Si la numérisation devrait insuffler plus de transparence dans la diffusion des produits financiers, l’apparente simplification des propositions commerciales peut masquer un manque d’équilibre dans la relation financière globale. L’utilisation des algorithmes ne garantit ni l’absence de vices cachés, ni la conformité des offres avec les normes européennes. En conséquence, l’éducation à la finance devra inclure une information sur les produits financiers et la manière dont ils sont présentés en ligne.

5.   Les autres sources de financement et la place de la finance éthique et responsable

5.1

En Europe, la forte dépendance actuelle des entreprises à l’égard du financement bancaire (elle dépasse 75 % en Europe contre 20 % aux États-Unis) et l’absence de culture de l'actionnariat font que les PME, qui représentent plus de 98 % de toutes les entreprises européennes, emploient les deux tiers des travailleurs et créent 58 % de toute la valeur ajoutée, sont potentiellement vulnérables au risque de contraction du crédit, tel qu’elle s’est produite durant les années de la crise financière mondiale. En conséquence, il y a lieu d’étudier des méthodes de financement complémentaire de type non bancaire et les risques qu’elles comportent, notamment en cas de crise.

5.2

En ce qui concerne le financement des PME, il existe plusieurs filières de substitution qui les aident à développer leurs affaires et à réduire les risques, et qui s’ajoutent aux concours des fonds européens visant à stimuler la création d’emplois et la compétitivité des entreprises en réduisant les coûts de financement habituels, comme envisagé dans le plan Juncker.

→ **Données extraites**

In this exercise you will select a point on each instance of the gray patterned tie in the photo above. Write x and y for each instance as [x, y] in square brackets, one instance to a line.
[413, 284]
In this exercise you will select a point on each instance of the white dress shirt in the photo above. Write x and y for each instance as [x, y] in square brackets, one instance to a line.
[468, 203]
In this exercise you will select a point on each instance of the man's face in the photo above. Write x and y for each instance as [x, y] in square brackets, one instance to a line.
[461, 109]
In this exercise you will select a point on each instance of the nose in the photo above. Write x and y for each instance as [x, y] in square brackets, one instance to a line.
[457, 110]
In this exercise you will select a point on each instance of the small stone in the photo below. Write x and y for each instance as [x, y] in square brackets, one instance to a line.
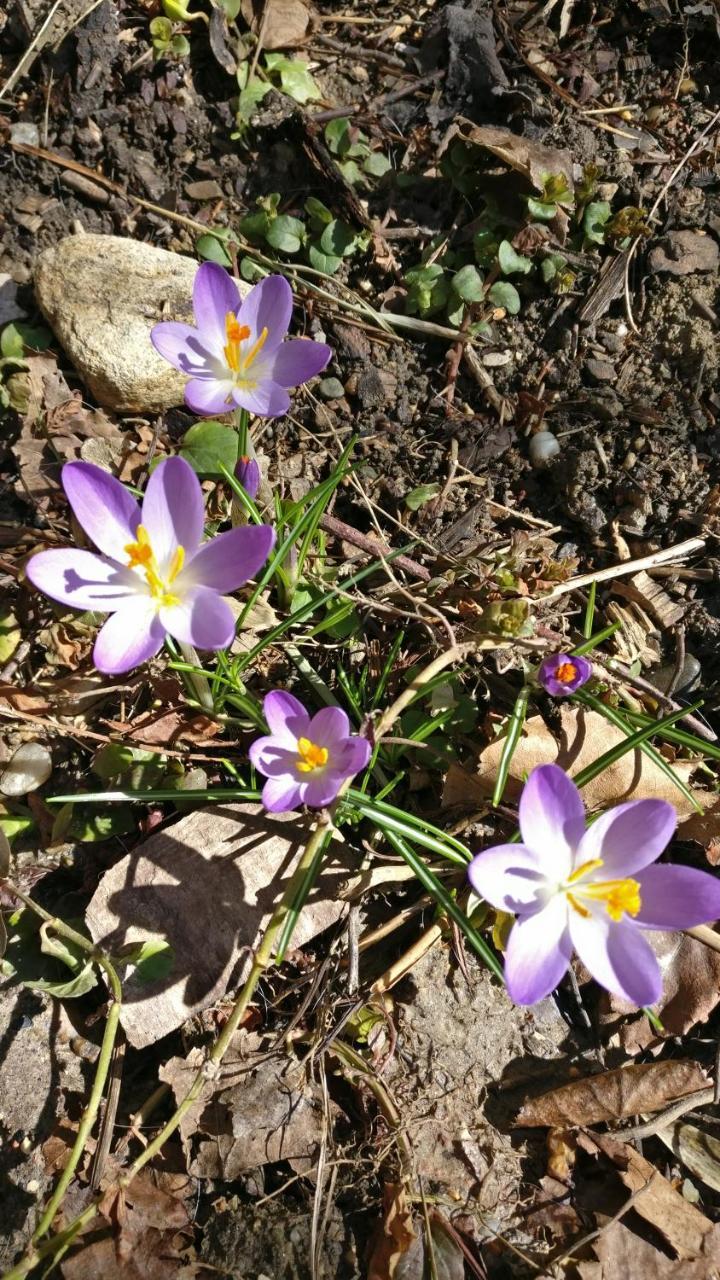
[542, 449]
[331, 388]
[28, 768]
[101, 296]
[208, 190]
[684, 252]
[600, 371]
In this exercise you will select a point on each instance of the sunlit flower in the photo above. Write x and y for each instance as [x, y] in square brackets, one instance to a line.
[153, 575]
[588, 891]
[561, 673]
[237, 356]
[247, 474]
[305, 759]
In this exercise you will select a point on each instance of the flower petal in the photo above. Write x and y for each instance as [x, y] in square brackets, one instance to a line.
[268, 306]
[265, 400]
[286, 716]
[628, 837]
[329, 727]
[509, 877]
[538, 952]
[103, 506]
[552, 818]
[323, 789]
[281, 794]
[203, 618]
[209, 396]
[677, 897]
[182, 346]
[299, 360]
[172, 511]
[130, 638]
[229, 560]
[214, 293]
[618, 956]
[82, 579]
[352, 755]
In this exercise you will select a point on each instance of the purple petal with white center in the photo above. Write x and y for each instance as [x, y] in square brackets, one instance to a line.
[538, 952]
[203, 618]
[128, 638]
[552, 818]
[286, 716]
[214, 293]
[210, 396]
[229, 560]
[322, 789]
[268, 306]
[182, 346]
[328, 727]
[281, 794]
[103, 506]
[265, 400]
[510, 877]
[628, 837]
[172, 511]
[351, 755]
[299, 360]
[677, 897]
[85, 580]
[618, 956]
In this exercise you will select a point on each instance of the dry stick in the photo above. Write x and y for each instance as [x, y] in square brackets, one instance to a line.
[261, 961]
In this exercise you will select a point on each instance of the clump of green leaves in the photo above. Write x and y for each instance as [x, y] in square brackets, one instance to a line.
[167, 40]
[351, 150]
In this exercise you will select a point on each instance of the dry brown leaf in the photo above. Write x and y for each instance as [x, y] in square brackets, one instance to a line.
[286, 23]
[529, 158]
[616, 1095]
[208, 886]
[584, 735]
[251, 1114]
[680, 1224]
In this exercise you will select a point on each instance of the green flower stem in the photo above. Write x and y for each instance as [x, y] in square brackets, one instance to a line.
[196, 681]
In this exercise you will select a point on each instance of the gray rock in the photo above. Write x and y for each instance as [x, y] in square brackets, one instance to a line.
[101, 295]
[684, 252]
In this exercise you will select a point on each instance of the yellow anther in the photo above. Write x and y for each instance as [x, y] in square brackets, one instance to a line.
[255, 348]
[310, 755]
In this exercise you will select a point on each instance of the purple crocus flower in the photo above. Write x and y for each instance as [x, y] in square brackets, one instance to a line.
[236, 356]
[247, 474]
[588, 891]
[305, 759]
[151, 575]
[563, 673]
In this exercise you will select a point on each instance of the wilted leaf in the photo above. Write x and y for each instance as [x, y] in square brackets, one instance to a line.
[208, 885]
[628, 1091]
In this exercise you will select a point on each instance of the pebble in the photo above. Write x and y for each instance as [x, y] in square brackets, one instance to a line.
[28, 768]
[542, 449]
[101, 295]
[331, 388]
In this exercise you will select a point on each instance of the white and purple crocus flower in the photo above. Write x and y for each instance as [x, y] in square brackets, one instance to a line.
[305, 759]
[153, 575]
[237, 356]
[591, 891]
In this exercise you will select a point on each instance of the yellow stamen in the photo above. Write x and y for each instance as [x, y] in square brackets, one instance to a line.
[256, 347]
[311, 757]
[235, 333]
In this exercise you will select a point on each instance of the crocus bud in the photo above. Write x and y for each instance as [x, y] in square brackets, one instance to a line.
[247, 474]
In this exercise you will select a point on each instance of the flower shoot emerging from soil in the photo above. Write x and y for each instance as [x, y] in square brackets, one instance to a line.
[236, 356]
[588, 891]
[151, 575]
[305, 759]
[561, 673]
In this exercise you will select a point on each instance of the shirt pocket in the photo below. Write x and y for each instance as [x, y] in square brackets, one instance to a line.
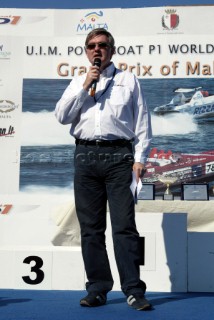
[119, 96]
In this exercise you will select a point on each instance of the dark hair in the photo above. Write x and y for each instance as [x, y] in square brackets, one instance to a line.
[97, 32]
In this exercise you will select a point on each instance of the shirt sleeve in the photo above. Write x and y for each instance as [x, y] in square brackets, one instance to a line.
[68, 107]
[142, 123]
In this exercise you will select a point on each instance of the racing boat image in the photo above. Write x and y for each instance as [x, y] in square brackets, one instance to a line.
[183, 166]
[194, 101]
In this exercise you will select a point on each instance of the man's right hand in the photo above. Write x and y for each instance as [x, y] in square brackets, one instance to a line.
[93, 74]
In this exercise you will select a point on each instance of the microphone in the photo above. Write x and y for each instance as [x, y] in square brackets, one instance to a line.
[97, 62]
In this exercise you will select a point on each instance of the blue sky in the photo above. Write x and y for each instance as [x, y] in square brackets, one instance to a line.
[75, 4]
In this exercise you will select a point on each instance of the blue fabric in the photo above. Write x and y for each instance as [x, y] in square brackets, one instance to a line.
[64, 305]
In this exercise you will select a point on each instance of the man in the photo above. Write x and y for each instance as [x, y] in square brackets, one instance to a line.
[107, 125]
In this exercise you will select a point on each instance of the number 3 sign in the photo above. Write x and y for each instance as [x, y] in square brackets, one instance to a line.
[33, 271]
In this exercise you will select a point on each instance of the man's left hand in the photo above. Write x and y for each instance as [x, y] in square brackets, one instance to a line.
[139, 169]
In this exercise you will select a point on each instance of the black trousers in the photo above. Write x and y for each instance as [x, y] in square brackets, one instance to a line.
[101, 174]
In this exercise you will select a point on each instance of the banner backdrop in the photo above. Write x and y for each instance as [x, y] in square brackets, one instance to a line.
[166, 48]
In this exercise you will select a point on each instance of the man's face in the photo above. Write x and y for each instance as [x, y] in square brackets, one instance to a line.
[99, 47]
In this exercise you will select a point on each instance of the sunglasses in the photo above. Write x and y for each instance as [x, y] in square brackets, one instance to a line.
[101, 45]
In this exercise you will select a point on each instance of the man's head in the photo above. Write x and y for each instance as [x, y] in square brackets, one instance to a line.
[99, 43]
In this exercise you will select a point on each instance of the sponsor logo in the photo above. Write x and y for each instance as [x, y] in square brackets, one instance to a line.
[7, 132]
[92, 20]
[9, 20]
[3, 53]
[170, 20]
[7, 106]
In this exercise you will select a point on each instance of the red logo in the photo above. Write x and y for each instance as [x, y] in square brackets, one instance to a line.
[170, 20]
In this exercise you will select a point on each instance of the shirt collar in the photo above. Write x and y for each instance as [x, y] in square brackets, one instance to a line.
[108, 72]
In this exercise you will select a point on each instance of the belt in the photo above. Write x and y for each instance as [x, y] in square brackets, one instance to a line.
[104, 143]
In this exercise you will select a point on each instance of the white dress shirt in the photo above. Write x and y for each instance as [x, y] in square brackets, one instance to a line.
[120, 112]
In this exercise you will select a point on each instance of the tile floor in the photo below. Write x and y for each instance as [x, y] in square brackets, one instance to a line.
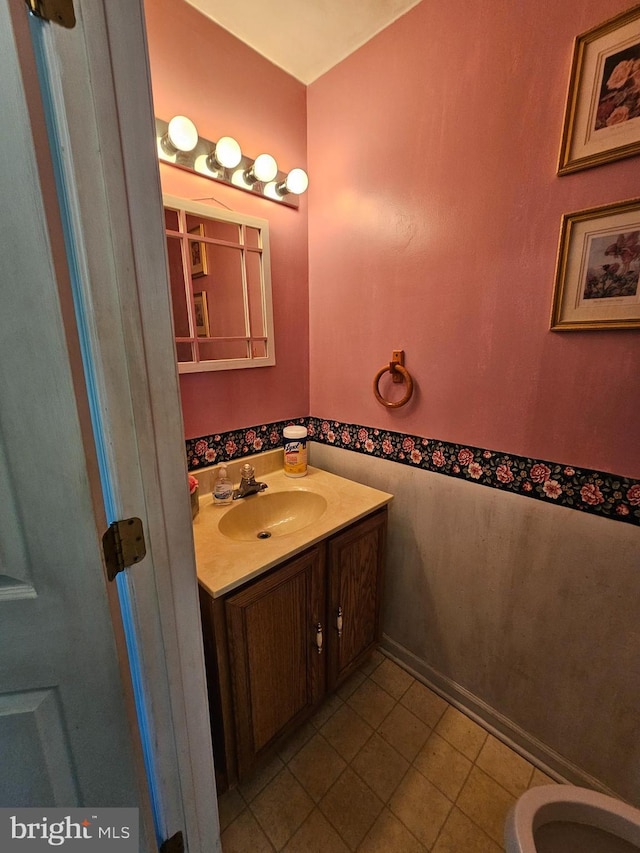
[384, 766]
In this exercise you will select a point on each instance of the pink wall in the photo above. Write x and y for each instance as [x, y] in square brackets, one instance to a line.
[434, 221]
[200, 70]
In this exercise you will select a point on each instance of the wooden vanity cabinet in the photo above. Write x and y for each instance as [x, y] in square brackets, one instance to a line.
[277, 673]
[277, 645]
[355, 562]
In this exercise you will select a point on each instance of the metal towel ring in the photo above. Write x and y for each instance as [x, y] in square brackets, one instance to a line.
[400, 374]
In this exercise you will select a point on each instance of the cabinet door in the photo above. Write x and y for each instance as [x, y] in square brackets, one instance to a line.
[356, 565]
[277, 673]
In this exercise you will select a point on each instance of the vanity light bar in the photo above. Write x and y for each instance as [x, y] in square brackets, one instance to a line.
[223, 161]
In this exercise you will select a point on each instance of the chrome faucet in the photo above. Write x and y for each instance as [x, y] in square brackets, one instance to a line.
[248, 485]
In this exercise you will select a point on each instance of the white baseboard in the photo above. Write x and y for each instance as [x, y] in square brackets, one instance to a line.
[533, 750]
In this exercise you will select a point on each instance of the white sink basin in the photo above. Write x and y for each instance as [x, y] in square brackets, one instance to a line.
[265, 515]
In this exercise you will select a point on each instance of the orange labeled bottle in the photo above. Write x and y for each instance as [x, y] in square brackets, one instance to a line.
[295, 451]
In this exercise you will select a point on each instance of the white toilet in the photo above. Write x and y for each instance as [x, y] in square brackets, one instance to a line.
[568, 819]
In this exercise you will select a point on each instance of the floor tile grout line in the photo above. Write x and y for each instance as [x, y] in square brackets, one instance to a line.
[349, 764]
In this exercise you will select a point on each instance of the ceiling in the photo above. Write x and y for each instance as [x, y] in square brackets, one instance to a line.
[304, 37]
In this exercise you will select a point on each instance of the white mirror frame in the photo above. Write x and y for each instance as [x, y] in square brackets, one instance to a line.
[186, 206]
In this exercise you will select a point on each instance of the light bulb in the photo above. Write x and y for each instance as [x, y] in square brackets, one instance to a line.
[182, 134]
[264, 168]
[296, 181]
[227, 152]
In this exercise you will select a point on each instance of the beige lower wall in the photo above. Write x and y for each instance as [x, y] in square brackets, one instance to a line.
[524, 613]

→ **Consigne écrite**
Reproduisez fidèlement le passage du texte sur le financement qui commence aux mots « En Europe, la » et s'arrête après les mots « cas de crise. ».

→ **La réponse**
En Europe, la forte dépendance actuelle des entreprises à l’égard du financement bancaire (elle dépasse 75 % en Europe contre 20 % aux États-Unis) et l’absence de culture de l'actionnariat font que les PME, qui représentent plus de 98 % de toutes les entreprises européennes, emploient les deux tiers des travailleurs et créent 58 % de toute la valeur ajoutée, sont potentiellement vulnérables au risque de contraction du crédit, tel qu’elle s’est produite durant les années de la crise financière mondiale. En conséquence, il y a lieu d’étudier des méthodes de financement complémentaire de type non bancaire et les risques qu’elles comportent, notamment en cas de crise.